Work task. The lines needed are those from the start of the records through the line holding "Provide the mask of every instance of the black", each copied exactly.

Dataset entries.
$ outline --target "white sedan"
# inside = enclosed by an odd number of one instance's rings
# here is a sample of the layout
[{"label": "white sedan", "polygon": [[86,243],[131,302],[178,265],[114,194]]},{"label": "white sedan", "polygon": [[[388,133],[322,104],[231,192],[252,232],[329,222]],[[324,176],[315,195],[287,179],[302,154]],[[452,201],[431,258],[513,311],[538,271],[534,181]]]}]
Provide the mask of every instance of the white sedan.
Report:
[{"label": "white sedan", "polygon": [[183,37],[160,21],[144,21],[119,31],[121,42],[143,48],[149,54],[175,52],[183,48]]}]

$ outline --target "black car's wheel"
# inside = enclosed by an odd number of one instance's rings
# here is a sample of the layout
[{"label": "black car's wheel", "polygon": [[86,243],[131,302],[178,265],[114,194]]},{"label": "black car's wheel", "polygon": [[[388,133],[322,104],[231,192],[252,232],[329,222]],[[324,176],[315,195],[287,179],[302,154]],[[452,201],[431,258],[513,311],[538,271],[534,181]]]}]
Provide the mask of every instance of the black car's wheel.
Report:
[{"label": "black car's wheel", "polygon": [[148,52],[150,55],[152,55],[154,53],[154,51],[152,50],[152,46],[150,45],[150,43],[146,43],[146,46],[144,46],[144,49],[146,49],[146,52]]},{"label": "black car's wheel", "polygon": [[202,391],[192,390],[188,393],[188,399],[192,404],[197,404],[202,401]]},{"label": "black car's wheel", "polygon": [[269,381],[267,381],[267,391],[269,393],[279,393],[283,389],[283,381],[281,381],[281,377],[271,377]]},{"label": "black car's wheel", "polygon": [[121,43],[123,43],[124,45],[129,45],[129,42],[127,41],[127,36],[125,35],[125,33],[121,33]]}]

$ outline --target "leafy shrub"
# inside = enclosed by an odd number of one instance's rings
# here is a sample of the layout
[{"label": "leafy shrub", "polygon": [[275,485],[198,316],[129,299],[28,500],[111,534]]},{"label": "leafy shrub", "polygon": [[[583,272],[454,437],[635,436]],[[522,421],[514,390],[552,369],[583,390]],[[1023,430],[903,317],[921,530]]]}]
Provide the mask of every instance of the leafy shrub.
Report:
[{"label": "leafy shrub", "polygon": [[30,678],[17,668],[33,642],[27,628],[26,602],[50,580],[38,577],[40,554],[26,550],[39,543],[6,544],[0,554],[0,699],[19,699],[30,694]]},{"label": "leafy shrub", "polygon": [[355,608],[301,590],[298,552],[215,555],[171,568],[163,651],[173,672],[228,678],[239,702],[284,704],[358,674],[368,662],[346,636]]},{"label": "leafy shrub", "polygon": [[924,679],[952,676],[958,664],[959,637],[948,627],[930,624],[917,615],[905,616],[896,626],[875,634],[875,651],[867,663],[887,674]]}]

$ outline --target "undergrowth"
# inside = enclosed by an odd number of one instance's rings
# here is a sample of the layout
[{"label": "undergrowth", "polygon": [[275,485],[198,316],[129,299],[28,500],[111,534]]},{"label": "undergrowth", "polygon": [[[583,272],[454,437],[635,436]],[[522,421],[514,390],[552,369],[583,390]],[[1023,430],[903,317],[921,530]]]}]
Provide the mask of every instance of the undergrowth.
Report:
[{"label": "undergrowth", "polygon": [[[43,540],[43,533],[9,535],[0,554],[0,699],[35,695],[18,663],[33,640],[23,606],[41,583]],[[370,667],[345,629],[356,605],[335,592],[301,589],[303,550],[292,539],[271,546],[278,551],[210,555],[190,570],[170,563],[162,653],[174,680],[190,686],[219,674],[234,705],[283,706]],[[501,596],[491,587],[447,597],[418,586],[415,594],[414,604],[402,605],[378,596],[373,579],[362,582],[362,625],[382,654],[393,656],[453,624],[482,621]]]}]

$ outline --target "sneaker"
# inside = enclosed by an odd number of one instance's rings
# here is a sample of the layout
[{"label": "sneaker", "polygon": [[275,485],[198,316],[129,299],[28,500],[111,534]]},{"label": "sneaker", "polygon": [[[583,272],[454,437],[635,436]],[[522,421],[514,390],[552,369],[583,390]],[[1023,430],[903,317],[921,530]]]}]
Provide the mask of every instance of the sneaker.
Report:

Reply to the exercise.
$ outline --target "white sedan"
# inside = enclosed by an odd number of one instance's rings
# here is a sample of the layout
[{"label": "white sedan", "polygon": [[86,243],[131,302],[178,265],[114,194]]},{"label": "white sedan", "polygon": [[[388,133],[322,104],[231,192],[252,232],[329,222]],[[324,176],[315,195],[287,179],[302,154]],[[452,201],[431,258],[513,311],[538,271],[534,181]]]}]
Provide the mask of every instance of the white sedan.
Report:
[{"label": "white sedan", "polygon": [[183,37],[160,21],[144,21],[119,31],[121,42],[143,48],[149,54],[175,52],[183,48]]}]

$ outline --target "black car's wheel"
# inside = enclosed by an odd number of one instance's rings
# here is a sample of the layout
[{"label": "black car's wheel", "polygon": [[86,243],[131,302],[178,265],[114,194]]},{"label": "black car's wheel", "polygon": [[[388,133],[322,104],[231,192],[252,232],[329,222]],[[324,176],[315,195],[287,179],[302,154]],[[452,201],[431,258],[513,311],[538,271],[534,181]]]}]
Provide the mask of every instance of the black car's wheel.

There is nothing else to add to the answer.